▸ Exercise description:
Retype the entries below exactly, but begin at the line containing "Practice. Find the sky" and end at the last line.

[Records from a data source]
------------------------------------------------------------------------

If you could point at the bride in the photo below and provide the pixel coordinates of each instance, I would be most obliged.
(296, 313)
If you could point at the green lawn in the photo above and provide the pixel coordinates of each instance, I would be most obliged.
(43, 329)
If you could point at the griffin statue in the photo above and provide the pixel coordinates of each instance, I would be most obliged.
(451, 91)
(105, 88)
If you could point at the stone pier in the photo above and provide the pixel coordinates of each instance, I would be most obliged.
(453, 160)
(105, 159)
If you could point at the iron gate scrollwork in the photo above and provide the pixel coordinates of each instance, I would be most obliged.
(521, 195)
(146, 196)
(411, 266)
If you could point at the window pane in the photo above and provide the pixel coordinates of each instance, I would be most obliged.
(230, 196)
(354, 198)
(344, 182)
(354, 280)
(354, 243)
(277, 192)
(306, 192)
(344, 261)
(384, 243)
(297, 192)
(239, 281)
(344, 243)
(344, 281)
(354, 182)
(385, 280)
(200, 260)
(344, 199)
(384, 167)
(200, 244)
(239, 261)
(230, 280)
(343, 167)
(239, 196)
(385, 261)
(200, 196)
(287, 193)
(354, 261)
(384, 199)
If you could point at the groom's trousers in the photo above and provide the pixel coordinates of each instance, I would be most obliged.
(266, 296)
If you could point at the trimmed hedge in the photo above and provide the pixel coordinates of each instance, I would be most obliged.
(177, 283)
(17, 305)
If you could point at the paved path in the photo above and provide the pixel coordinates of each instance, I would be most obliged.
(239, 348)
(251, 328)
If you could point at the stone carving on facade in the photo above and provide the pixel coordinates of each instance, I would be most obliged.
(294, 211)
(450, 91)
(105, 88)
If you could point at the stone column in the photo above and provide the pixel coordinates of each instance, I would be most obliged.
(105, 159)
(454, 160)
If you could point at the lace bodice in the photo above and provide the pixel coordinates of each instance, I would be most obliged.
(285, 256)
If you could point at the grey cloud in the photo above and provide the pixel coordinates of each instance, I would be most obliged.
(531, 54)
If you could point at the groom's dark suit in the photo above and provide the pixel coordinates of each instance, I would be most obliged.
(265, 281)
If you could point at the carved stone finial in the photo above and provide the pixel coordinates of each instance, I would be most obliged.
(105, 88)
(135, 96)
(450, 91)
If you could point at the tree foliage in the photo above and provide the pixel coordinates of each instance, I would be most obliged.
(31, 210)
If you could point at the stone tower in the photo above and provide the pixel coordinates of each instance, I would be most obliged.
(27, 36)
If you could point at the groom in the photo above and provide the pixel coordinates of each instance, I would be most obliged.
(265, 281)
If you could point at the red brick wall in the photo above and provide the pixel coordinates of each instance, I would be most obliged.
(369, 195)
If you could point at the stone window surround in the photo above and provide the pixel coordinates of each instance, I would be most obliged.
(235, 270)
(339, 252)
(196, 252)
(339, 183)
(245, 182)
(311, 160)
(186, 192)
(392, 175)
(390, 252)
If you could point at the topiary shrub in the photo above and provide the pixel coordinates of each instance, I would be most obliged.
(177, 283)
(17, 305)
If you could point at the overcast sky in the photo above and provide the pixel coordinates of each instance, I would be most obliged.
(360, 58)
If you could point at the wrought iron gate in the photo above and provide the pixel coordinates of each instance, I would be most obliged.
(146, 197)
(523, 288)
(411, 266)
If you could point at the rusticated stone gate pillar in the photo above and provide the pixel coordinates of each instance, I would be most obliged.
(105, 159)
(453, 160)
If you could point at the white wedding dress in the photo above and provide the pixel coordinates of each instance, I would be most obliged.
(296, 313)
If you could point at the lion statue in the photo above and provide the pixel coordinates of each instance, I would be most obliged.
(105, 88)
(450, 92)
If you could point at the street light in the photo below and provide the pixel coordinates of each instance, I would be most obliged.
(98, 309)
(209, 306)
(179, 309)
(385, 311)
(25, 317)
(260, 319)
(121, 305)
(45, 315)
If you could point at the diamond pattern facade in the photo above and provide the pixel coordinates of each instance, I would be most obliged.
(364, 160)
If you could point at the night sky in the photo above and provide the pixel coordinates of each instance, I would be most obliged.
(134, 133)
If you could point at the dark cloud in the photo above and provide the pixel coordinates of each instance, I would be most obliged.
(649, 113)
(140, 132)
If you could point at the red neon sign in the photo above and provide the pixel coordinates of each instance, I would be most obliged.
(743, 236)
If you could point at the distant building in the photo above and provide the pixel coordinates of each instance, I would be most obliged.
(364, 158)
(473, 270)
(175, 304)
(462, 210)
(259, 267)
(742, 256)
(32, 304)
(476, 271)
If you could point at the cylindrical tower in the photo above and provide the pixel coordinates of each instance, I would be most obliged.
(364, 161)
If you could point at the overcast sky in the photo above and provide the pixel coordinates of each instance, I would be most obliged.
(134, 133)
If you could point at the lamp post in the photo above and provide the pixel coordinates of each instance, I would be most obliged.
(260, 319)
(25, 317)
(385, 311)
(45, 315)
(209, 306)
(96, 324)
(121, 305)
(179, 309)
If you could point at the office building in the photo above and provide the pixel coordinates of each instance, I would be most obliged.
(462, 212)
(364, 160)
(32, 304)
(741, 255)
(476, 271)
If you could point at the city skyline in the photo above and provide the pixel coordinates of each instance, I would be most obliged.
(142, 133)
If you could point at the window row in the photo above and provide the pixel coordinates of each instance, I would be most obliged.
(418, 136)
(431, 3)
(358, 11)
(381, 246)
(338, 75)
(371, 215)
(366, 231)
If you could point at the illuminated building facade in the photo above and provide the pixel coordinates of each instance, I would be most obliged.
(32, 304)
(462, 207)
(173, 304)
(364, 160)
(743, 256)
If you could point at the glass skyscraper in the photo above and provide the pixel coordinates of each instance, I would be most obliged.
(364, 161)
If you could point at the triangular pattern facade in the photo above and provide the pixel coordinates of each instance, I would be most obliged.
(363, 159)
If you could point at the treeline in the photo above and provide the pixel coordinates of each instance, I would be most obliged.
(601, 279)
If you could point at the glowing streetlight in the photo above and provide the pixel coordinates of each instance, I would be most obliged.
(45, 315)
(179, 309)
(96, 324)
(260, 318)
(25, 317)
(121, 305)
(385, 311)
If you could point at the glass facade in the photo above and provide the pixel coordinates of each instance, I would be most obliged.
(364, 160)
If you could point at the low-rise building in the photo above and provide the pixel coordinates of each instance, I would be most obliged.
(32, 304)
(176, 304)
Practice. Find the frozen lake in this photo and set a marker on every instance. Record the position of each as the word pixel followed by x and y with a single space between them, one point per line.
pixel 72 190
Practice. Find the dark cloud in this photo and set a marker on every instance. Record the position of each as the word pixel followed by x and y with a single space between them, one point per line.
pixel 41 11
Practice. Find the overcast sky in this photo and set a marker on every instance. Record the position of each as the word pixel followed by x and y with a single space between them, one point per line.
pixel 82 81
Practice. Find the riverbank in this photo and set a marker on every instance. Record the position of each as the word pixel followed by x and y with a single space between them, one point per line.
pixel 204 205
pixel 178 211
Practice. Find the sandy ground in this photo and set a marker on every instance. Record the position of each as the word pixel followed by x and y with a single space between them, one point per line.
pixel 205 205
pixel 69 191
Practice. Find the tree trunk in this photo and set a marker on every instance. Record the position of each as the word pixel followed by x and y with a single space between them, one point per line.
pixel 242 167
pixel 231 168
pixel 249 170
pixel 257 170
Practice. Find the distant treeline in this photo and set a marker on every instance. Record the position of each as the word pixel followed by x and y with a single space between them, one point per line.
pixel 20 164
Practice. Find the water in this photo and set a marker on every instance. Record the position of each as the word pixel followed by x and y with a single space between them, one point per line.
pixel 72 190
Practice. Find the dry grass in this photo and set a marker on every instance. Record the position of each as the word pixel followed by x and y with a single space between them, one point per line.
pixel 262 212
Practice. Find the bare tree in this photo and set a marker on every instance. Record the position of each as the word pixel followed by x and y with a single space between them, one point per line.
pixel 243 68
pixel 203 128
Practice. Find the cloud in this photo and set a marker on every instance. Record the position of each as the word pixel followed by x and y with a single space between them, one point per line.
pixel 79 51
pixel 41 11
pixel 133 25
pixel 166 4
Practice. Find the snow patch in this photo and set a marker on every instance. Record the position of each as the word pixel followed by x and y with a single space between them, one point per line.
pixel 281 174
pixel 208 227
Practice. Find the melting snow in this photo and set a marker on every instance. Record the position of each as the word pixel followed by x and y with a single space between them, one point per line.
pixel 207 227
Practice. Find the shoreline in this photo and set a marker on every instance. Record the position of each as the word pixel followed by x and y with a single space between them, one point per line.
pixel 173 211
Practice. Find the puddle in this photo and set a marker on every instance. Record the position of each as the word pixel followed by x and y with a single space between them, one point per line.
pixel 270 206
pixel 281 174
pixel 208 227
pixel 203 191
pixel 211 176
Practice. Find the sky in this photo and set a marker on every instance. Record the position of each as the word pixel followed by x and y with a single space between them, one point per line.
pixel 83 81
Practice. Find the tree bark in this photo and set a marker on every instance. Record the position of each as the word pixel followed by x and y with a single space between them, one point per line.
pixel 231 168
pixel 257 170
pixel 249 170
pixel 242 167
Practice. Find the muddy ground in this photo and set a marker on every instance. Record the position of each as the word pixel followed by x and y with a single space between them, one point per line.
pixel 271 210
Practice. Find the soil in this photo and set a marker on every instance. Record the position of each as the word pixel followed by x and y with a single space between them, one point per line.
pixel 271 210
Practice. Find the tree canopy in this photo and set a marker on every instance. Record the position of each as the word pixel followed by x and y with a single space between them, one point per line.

------------------------------------------------------------------------

▸ Output below:
Practice. Find the sky in this photo and set a marker on every instance. Record the position of each as the word pixel followed by x and y with a single space between them, one point per line.
pixel 83 81
Practice. Find the tree bark in this photo and set a marker on every instance. Record the position of each as the word pixel followed by x and y with a single space between them, one point per line.
pixel 231 168
pixel 257 170
pixel 249 170
pixel 242 167
Practice. Find the muddy ground in this photo and set a marker on every instance. Record the position of each as the word pixel followed by x and y with a single space between them, one point per line.
pixel 271 210
Practice. Find the soil in this photo and set a marker on every instance. Record the position of each as the word pixel followed by x and y with a single space between them, one point per line.
pixel 271 210
Practice. Find the tree canopy in this photo and set a marker on every instance. Record the position of each as the word pixel followed by x and y with a single space between them, one point per line.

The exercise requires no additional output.